▶ [Task description] Format the lines below as a numbered list, leaving out the blank lines.

▶ [Rows]
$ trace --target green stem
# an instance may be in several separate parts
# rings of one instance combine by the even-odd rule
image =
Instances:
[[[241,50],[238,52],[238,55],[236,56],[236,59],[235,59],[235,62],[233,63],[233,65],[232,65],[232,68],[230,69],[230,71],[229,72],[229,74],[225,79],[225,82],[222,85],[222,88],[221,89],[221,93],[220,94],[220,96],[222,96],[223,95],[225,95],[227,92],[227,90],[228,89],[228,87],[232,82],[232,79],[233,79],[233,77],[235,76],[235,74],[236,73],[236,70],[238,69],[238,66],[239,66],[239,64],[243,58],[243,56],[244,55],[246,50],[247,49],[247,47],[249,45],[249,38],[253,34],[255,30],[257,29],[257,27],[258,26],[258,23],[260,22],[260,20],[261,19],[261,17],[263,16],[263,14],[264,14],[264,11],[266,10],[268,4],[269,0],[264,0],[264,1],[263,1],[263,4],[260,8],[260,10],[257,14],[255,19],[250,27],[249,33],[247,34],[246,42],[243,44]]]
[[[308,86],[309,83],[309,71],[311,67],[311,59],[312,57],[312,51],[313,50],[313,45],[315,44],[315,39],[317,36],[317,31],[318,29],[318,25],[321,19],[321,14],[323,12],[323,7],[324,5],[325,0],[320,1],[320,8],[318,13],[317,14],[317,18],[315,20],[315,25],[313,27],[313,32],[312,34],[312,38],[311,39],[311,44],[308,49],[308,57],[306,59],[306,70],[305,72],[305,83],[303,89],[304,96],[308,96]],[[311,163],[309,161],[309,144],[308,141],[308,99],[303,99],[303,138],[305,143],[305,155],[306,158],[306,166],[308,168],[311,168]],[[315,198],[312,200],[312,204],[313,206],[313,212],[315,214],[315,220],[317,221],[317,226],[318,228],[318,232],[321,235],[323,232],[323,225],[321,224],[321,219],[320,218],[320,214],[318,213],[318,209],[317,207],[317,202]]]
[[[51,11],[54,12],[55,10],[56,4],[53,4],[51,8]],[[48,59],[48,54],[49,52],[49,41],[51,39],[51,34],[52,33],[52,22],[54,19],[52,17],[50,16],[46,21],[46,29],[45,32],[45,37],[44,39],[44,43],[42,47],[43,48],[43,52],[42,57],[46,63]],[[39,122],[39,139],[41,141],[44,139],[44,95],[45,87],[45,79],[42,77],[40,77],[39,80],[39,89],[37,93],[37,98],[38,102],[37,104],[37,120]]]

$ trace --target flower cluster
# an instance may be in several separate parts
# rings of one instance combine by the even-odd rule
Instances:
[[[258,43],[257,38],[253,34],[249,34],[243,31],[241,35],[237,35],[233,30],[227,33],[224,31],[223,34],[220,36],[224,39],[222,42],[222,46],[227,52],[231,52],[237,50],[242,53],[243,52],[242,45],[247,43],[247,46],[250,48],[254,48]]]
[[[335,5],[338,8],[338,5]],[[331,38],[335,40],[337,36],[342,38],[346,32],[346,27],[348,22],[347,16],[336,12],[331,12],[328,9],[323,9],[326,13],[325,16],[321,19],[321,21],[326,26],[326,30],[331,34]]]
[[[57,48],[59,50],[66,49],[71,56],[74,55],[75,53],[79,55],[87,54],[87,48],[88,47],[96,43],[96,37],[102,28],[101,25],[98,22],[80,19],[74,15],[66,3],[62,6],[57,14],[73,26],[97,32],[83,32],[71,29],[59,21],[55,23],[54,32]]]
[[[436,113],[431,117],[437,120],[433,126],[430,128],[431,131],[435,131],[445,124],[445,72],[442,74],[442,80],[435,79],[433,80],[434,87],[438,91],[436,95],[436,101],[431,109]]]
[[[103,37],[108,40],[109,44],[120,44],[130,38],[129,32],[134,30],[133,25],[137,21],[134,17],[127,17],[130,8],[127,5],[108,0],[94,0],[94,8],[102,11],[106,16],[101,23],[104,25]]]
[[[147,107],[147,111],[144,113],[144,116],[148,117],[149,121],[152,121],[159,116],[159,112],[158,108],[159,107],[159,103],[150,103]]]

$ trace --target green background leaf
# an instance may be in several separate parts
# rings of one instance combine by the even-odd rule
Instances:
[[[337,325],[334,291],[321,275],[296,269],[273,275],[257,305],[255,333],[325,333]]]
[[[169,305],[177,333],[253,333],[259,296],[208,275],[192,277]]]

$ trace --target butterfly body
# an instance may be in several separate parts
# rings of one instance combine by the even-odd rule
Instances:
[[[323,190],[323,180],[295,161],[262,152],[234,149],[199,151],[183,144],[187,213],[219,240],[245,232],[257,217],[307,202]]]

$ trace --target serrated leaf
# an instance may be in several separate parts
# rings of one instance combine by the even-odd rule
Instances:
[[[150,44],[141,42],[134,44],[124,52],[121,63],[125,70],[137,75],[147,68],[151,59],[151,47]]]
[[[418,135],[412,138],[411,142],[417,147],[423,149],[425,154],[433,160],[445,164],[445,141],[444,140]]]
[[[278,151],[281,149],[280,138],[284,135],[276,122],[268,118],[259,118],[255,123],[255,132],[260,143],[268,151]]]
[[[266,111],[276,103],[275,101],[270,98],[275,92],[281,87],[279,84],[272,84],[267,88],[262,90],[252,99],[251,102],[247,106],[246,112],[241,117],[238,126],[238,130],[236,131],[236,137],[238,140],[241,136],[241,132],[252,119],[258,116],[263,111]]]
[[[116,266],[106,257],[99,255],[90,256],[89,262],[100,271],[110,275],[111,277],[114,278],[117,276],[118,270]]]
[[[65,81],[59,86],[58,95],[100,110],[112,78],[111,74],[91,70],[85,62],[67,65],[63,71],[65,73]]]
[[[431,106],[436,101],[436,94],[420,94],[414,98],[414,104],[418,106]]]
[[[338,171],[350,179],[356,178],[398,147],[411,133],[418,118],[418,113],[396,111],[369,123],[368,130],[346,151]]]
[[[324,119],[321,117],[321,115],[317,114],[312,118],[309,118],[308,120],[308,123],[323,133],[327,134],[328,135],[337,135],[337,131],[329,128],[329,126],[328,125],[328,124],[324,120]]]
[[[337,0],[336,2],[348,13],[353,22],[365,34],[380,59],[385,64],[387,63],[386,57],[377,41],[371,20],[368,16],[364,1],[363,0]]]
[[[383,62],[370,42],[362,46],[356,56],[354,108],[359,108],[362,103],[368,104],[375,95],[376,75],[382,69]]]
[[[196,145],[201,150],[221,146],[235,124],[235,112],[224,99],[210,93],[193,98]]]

▶ [Answer in full]
1. $ trace --target green stem
2. # an instance may be in several separate parts
3. # rings of one instance combine by the even-odd rule
4. image =
5. Instances:
6. [[[241,50],[238,52],[238,55],[236,56],[236,59],[235,59],[235,62],[233,63],[233,65],[232,65],[232,68],[230,69],[230,71],[229,72],[229,74],[225,79],[225,82],[222,85],[222,88],[221,89],[221,93],[220,94],[220,96],[222,96],[223,95],[225,95],[227,92],[227,90],[228,89],[228,87],[232,82],[232,79],[233,79],[233,77],[235,76],[235,74],[236,73],[236,70],[238,69],[238,66],[239,66],[239,64],[243,58],[243,56],[244,55],[246,50],[247,49],[247,47],[249,45],[249,38],[253,34],[255,30],[257,29],[257,27],[258,26],[258,23],[260,22],[260,20],[261,19],[261,17],[263,16],[263,14],[264,14],[264,11],[266,10],[268,4],[269,0],[264,0],[264,1],[263,1],[263,4],[260,8],[260,10],[257,14],[255,19],[250,27],[249,33],[247,34],[246,42],[243,44]]]
7. [[[308,86],[309,83],[309,71],[311,67],[311,59],[312,57],[312,51],[313,50],[313,45],[315,44],[315,39],[317,36],[317,31],[318,29],[318,25],[321,19],[321,14],[323,12],[323,7],[324,5],[325,0],[320,1],[320,8],[318,13],[317,14],[317,18],[315,20],[315,25],[313,27],[313,32],[312,34],[312,38],[311,39],[311,44],[308,49],[308,57],[306,59],[306,70],[305,72],[305,83],[303,89],[304,96],[308,96]],[[311,163],[309,161],[309,144],[308,141],[308,99],[303,99],[303,138],[305,143],[305,155],[306,158],[306,166],[308,168],[311,168]],[[315,198],[312,200],[312,204],[313,206],[313,212],[315,214],[315,220],[317,221],[317,226],[318,228],[318,232],[321,235],[323,232],[323,225],[321,224],[321,219],[320,218],[320,214],[318,213],[318,209],[317,207],[317,202]]]
8. [[[51,11],[54,12],[55,10],[56,4],[53,4],[51,8]],[[48,59],[48,54],[49,52],[49,41],[51,39],[51,34],[52,33],[52,22],[54,19],[52,17],[50,16],[46,21],[46,29],[45,32],[45,37],[44,39],[44,43],[42,47],[43,48],[43,52],[42,57],[46,63]],[[39,122],[39,139],[41,141],[44,139],[44,95],[45,87],[45,79],[42,77],[40,77],[39,80],[39,89],[37,93],[37,98],[38,102],[37,104],[37,120]]]
9. $ trace --target flower cluster
10. # an instance may be in several separate parts
11. # rings of one instance combine by the even-odd rule
12. Instances:
13. [[[258,43],[257,38],[253,34],[249,34],[243,31],[241,35],[237,35],[233,30],[227,33],[224,31],[223,34],[220,36],[224,39],[222,42],[222,46],[227,52],[231,52],[237,50],[242,53],[243,52],[242,45],[247,43],[247,46],[250,48],[254,48]]]
14. [[[335,5],[338,8],[338,5]],[[331,38],[335,40],[337,36],[342,38],[346,32],[346,27],[348,22],[347,16],[336,12],[331,12],[328,9],[323,9],[326,13],[325,16],[321,19],[321,21],[326,26],[326,30],[331,34]]]
15. [[[57,48],[59,50],[66,49],[71,56],[74,55],[75,53],[79,55],[87,54],[87,48],[88,47],[96,43],[96,37],[102,28],[101,25],[98,22],[80,19],[74,15],[66,3],[62,6],[57,14],[73,26],[97,32],[83,32],[71,29],[59,21],[55,23],[54,32]]]
16. [[[436,113],[431,117],[437,120],[433,126],[430,128],[431,131],[435,131],[445,124],[445,72],[442,74],[442,80],[435,79],[433,80],[434,87],[438,91],[436,95],[436,101],[431,109]]]
17. [[[103,37],[108,40],[109,44],[120,44],[130,38],[129,32],[134,30],[133,25],[137,21],[134,17],[127,17],[130,8],[127,5],[108,0],[94,0],[94,8],[102,11],[106,16],[101,23],[104,25]]]
18. [[[147,107],[147,111],[144,113],[144,116],[148,117],[149,121],[152,121],[159,116],[159,112],[158,108],[159,107],[159,103],[150,103]]]
19. $ trace --target green background leaf
20. # an instance may be in several separate parts
21. # rings of one instance combine by the even-odd rule
22. Instances:
23. [[[337,325],[334,291],[321,275],[296,269],[273,275],[257,305],[255,333],[325,333]]]
24. [[[169,305],[177,333],[253,333],[259,296],[208,275],[192,277]]]
25. $ trace --target butterfly body
26. # an instance may be in several separate parts
27. # rings of one instance combine by the even-odd rule
28. Instances:
29. [[[323,190],[323,180],[295,161],[262,152],[234,149],[199,151],[183,144],[187,213],[219,240],[245,232],[257,217],[307,202]]]
30. $ trace --target serrated leaf
31. # an instance may be in several separate parts
32. # rings of one instance combine by the even-odd rule
33. Instances:
34. [[[150,44],[141,42],[134,44],[124,52],[121,63],[125,70],[137,75],[147,68],[151,59],[151,47]]]
35. [[[418,135],[412,138],[411,142],[417,147],[423,149],[425,154],[433,160],[445,164],[445,141],[444,140]]]
36. [[[278,151],[281,149],[280,138],[284,135],[276,122],[268,118],[259,118],[255,123],[255,132],[260,143],[268,151]]]
37. [[[266,111],[276,103],[275,101],[270,98],[275,92],[281,87],[279,84],[272,84],[267,88],[262,90],[252,99],[251,102],[247,106],[246,112],[241,117],[238,126],[238,130],[236,131],[236,137],[238,140],[241,136],[241,132],[252,119],[258,116],[263,111]]]
38. [[[116,266],[106,257],[99,255],[90,256],[89,262],[100,271],[110,275],[111,277],[114,278],[117,276],[118,270]]]
39. [[[65,81],[59,86],[58,95],[100,110],[112,78],[111,74],[91,70],[85,62],[67,65],[63,71],[65,73]]]
40. [[[431,106],[436,101],[436,94],[420,94],[414,98],[414,104],[418,106]]]
41. [[[338,171],[350,179],[356,178],[398,147],[411,133],[418,118],[418,113],[396,111],[369,123],[368,130],[346,151]]]
42. [[[324,119],[321,117],[321,115],[317,114],[312,118],[309,118],[308,120],[308,123],[323,133],[327,134],[328,135],[337,135],[337,131],[329,128],[329,126],[328,125],[328,124],[324,120]]]
43. [[[337,0],[336,2],[348,13],[353,22],[365,34],[380,59],[385,64],[387,63],[386,57],[377,41],[371,20],[368,16],[364,1],[363,0]]]
44. [[[383,62],[370,42],[362,46],[356,56],[354,108],[359,108],[362,103],[368,104],[375,95],[376,75],[382,69]]]
45. [[[196,145],[201,150],[221,146],[235,124],[235,112],[224,99],[210,93],[193,98]]]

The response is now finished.